Summarize the announcement below about the FDA's approval of Beyfortus in two sentences.

(Beginning of Excerpted text)

Today, the U.S. Food and Drug Administration approved Beyfortus (nirsevimab-alip) for the prevention of Respiratory Syncytial Virus (RSV) lower respiratory tract disease in neonates and infants born during or entering their first RSV season, and in children up to 24 months of age who remain vulnerable to severe RSV disease through their second RSV season.
“RSV can cause serious disease in infants and some children and results in a large number of emergency department and physician office visits each year,” said John Farley, M.D., M.P.H., director of the Office of Infectious Diseases in the FDA’s Center for Drug Evaluation and Research. “Today’s approval addresses the great need for products to help reduce the impact of RSV disease on children, families and the health care system.”
RSV is a virus that causes acute respiratory infection in individuals of all age groups. While most infants and young children experience mild, cold-like symptoms, some infants, especially with their first infection, develop lower respiratory tract disease such as pneumonia and bronchiolitis (swelling of the small airway passages in the lungs), that often leads to an emergency department or physician office visit. Premature infants, and those with chronic lung disease of prematurity or significant congenital heart disease, are at highest risk for severe RSV disease. Approximately 1% to 3% of children under 12 months of age in the United States are hospitalized each year due to RSV, according to the American Academy of Pediatrics.

(End of Excerpted text)
(Beginning of Information given)

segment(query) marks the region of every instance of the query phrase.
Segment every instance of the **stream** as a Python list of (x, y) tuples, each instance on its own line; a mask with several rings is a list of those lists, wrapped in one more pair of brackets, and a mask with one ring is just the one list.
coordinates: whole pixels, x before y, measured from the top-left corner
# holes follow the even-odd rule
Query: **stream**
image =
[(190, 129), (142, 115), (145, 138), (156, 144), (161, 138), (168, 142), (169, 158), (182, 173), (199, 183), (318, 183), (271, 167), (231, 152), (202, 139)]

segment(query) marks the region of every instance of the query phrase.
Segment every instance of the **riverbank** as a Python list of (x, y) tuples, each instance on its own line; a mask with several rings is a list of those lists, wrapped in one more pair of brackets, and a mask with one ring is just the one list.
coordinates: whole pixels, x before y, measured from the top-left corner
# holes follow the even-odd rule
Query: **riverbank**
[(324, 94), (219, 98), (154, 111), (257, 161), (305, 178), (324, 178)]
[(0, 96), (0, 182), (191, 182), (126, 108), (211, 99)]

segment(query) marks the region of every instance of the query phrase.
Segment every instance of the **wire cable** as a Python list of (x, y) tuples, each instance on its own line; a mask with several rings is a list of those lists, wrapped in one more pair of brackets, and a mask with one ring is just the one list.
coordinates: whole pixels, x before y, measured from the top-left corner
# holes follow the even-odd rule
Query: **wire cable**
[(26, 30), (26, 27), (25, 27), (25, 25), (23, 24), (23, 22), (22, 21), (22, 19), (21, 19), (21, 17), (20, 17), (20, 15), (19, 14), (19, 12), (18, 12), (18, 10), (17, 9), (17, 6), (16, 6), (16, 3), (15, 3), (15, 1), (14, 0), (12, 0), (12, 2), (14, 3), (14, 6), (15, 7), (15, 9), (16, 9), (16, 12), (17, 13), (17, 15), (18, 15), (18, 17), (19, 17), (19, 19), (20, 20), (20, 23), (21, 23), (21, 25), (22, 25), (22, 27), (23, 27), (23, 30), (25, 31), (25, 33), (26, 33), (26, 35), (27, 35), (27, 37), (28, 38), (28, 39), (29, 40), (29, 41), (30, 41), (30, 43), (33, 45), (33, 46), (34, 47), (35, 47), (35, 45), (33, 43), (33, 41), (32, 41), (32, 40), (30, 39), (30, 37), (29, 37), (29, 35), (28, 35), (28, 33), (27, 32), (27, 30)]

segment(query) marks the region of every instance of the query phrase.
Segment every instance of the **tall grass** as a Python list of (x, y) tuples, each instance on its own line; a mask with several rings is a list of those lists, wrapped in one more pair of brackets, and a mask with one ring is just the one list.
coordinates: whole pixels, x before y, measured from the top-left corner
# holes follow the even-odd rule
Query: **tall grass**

(End of Information given)

▶ [Answer below]:
The FDA approved Beyfortus (nirsevimab-alip) to prevent RSV lower respiratory tract disease in neonates and infants born during or entering their first RSV season, and in children up to 24 months of age who remain vulnerable to severe RSV disease through their second season. RSV causes acute respiratory infection at all ages, and while most infants and young children have mild, cold-like symptoms, some infants develop pneumonia or bronchiolitis, with premature infants and those with chronic lung disease of prematurity or significant congenital heart disease at highest risk.